*Task instructions:* According to the text on Dennis Priestley, whom did he defeat in the final of the 1991 Embassy World Championship, and by what score?

*Exercise text:*
_ _ _ _

Dennis Priestley (born 16 July 1950) is an English former professional darts player. He has won two world championships, and was the first player to win both the BDO and WDC (now PDC) world championships, in 1991 and 1994 respectively. He is nicknamed "The Menace", after the Beano character Dennis the Menace, and reflects this by wearing red and black, and using red and black flights.

Early career
Born in Mexborough, West Riding of Yorkshire, Priestley was originally a coal merchant by trade, and did not enter professional darts until he was almost 40 years old. He first caught the eye in 1989 when he reached the final of the News of the World Darts Championship where he was beaten by the experienced Dave Whitcombe. He then reached the semi-finals of the 1990 Winmau World Masters, losing to eventual champion Phil Taylor.

Rising to the top
Shortly after becoming a newsagent, Priestley won the 1991 Embassy World Championship, after beating Eric Bristow 6–0 in the final. He had defeated defending champion Taylor in his quarter-finals and 1988 champion Bob Anderson in his semi-final. He won the 1992 Winmau World Masters and also picked up many BDO Open events between 1991 and 1993.

WDC/PDC

Priestley was a founder member of the World Darts Council (WDC) which split from the British Darts Organisation in 1993. As a consequence, Priestley was precluded from assuming the role of England captain which he had been awarded shortly beforehand.

Priestley won the inaugural WDC World Darts Championship in 1994. This high point was surrounded by several wins on the WDC's new professional circuit (including the Skol Matchplay, UK Matchplay, Antwerp Open, and Samson Darts Classic) in 1993 and 1994. Since then, he has been a PDC World Championship runner-up four times, in 1996, 1997, 1998 and 2000, losing to Taylor on all four occasions. Priestley has also been a three-times World Matchplay runner-up, losing to American Larry Butler in 1994, Taylor in 1995 and Peter Evison in 1996.

Between 1991 and 1994, Priestley was the only player to win more than one grand slam/major title (he won three), while he also claimed more top professional events on either circuit than any other player and attained the number-one ranking.

Priestley's ascendancy was forcefully ended by Taylor's World Championship and World Matchplay triumphs in 1995. He did, however, notch up a further major televised title later that year – the inaugural PDC World Pairs partnering Bristow.

_ _ _ _

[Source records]
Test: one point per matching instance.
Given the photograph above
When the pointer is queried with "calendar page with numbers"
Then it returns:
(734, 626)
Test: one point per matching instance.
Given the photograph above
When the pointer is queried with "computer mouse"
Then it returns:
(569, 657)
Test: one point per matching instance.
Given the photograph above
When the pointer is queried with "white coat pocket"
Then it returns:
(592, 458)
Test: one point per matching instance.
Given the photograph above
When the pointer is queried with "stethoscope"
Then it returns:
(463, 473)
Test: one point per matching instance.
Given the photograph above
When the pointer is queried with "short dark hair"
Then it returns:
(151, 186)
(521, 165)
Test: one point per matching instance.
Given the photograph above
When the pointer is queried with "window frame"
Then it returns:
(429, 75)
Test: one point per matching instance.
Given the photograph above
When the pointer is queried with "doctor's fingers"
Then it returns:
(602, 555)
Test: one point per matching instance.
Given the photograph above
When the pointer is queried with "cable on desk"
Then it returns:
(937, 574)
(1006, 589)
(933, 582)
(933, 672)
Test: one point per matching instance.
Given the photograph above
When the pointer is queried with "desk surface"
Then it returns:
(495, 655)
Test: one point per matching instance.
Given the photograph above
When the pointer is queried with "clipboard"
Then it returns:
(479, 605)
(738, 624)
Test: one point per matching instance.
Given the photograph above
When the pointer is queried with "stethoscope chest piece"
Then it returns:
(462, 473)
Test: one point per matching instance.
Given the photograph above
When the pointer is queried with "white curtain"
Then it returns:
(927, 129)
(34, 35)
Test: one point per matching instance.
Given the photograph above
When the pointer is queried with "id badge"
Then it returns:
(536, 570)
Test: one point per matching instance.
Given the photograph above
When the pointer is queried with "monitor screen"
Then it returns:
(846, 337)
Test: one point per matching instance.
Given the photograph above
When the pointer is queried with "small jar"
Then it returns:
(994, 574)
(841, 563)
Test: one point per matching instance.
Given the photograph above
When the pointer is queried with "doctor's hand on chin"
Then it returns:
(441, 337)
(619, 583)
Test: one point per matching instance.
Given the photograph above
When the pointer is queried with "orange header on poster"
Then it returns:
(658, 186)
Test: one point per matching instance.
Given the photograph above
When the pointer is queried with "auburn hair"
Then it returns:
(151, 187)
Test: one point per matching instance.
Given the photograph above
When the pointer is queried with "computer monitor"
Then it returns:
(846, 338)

_ _ _ _

*Response:* Eric Bristow, 6–0.